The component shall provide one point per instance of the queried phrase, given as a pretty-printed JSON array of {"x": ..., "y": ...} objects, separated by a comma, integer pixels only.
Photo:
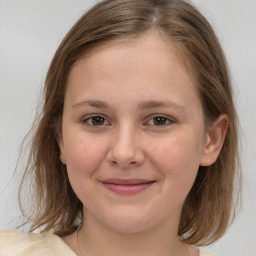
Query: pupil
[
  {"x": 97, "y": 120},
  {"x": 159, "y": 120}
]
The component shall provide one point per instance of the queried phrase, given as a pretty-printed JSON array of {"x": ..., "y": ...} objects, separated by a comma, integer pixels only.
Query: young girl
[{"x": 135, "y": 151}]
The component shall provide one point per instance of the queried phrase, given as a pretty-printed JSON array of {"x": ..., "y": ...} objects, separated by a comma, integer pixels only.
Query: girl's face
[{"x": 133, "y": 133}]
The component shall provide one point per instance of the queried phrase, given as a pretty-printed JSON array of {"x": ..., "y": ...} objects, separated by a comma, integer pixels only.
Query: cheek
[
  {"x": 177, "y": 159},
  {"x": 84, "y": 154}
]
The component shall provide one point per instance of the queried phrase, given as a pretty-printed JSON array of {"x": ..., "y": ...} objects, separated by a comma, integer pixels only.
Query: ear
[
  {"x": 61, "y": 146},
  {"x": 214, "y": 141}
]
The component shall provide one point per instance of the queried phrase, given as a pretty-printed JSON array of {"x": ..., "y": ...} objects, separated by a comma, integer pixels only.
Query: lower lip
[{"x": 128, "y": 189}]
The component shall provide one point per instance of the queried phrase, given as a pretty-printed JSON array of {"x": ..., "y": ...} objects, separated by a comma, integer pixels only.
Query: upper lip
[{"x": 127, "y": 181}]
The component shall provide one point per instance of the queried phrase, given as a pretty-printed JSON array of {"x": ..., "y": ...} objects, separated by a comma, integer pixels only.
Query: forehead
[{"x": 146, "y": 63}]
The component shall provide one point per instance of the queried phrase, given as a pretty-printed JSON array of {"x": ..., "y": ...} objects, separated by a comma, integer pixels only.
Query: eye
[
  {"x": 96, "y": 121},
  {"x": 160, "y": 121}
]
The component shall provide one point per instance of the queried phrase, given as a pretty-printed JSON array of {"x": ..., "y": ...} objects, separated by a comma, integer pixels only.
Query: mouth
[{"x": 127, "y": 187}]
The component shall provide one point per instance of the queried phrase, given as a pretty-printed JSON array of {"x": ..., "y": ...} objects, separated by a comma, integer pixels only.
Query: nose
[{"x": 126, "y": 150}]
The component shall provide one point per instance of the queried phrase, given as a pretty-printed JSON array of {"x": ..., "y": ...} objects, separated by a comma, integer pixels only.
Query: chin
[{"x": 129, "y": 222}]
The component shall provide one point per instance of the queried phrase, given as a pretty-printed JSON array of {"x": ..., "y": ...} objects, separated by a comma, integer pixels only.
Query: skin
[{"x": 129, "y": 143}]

· · · · ·

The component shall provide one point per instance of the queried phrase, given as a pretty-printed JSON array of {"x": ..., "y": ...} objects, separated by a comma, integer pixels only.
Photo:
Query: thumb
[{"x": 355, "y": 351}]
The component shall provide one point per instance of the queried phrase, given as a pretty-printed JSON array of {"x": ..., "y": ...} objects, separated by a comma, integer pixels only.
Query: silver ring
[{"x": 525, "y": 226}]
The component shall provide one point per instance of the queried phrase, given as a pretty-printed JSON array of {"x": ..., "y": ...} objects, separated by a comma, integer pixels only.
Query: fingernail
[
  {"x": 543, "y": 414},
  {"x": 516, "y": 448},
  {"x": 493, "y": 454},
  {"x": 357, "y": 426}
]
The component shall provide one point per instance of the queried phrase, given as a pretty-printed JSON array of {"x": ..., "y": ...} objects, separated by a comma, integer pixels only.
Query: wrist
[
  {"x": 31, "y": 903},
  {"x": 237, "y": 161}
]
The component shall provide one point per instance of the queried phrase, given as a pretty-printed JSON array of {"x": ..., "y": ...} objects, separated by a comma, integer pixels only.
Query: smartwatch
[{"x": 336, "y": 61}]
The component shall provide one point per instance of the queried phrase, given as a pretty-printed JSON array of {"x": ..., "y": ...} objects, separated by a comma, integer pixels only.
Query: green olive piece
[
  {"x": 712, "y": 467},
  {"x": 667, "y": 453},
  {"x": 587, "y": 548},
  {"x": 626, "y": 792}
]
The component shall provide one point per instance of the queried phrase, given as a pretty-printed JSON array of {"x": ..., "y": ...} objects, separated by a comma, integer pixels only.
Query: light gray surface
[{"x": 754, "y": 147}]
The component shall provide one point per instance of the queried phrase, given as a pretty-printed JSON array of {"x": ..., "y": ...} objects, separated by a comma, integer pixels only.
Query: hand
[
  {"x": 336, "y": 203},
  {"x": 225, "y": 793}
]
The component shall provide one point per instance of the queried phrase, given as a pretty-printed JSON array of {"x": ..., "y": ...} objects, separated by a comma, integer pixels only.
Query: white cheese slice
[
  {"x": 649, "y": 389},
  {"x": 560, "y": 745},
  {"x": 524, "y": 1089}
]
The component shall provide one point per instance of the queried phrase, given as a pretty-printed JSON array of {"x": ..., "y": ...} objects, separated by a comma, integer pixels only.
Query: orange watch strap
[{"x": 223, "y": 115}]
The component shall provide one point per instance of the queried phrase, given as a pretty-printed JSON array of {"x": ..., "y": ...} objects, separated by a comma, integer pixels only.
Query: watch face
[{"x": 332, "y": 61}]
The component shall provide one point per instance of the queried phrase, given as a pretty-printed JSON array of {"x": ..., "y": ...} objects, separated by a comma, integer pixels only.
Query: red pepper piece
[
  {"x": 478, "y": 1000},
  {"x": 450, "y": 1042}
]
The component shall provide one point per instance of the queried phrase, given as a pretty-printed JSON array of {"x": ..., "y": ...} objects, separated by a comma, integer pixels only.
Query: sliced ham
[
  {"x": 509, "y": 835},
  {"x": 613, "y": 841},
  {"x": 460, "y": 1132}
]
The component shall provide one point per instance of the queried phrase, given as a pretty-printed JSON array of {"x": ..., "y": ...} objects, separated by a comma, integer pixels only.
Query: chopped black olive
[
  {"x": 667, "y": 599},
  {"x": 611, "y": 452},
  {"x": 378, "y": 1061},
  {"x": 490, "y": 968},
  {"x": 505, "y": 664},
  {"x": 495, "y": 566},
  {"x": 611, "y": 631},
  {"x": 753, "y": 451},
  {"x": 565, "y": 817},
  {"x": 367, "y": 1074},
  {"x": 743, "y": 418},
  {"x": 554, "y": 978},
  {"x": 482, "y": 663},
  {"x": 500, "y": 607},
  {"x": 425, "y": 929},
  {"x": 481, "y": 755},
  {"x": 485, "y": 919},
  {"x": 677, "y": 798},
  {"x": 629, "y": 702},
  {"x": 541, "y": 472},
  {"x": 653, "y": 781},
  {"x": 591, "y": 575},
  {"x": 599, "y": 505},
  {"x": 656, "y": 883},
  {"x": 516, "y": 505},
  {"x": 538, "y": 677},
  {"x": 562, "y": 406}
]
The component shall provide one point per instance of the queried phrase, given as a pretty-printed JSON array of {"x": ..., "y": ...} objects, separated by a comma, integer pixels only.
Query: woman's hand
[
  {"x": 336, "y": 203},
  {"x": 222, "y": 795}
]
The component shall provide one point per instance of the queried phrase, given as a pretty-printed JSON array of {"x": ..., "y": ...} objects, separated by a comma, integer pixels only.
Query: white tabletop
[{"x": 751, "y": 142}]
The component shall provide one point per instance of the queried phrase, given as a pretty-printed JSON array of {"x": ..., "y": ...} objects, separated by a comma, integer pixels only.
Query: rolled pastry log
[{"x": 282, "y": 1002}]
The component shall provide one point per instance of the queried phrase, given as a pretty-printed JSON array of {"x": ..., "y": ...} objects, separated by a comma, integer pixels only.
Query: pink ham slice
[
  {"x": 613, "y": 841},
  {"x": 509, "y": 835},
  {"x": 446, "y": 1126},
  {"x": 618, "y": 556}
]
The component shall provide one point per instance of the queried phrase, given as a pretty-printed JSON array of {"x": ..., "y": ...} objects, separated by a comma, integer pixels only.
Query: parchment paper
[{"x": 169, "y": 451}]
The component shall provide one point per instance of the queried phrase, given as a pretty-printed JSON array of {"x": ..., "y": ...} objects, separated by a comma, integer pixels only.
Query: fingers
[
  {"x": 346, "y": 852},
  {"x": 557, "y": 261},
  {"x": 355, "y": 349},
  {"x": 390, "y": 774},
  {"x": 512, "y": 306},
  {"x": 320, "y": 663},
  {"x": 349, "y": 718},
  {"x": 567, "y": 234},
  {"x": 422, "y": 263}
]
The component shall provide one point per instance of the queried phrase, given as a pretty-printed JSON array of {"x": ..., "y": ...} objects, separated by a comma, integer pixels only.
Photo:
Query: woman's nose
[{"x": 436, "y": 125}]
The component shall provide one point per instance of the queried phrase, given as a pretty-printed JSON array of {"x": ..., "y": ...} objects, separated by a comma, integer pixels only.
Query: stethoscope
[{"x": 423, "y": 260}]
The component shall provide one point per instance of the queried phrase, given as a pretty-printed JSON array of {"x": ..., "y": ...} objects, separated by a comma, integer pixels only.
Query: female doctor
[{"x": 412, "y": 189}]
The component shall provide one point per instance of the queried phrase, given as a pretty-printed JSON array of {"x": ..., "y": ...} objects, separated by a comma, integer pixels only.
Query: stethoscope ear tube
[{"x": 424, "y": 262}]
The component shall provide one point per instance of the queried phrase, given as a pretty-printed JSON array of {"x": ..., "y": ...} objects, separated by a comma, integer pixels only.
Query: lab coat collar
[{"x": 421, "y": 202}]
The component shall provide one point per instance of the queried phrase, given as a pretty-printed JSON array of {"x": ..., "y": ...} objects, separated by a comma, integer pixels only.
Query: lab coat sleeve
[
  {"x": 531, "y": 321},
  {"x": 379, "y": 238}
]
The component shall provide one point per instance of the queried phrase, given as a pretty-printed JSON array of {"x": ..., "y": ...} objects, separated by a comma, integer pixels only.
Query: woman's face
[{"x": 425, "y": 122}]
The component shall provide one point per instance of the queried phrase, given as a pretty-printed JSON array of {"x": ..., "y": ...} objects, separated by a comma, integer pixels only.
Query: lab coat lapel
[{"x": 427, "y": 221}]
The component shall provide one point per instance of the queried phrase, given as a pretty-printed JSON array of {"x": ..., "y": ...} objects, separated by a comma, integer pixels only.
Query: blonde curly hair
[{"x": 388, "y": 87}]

· · · · ·

* _Written task_
Count the lines of the entries above that contain the string "coat", treating case as significant, and give only that number.

* _Result_
3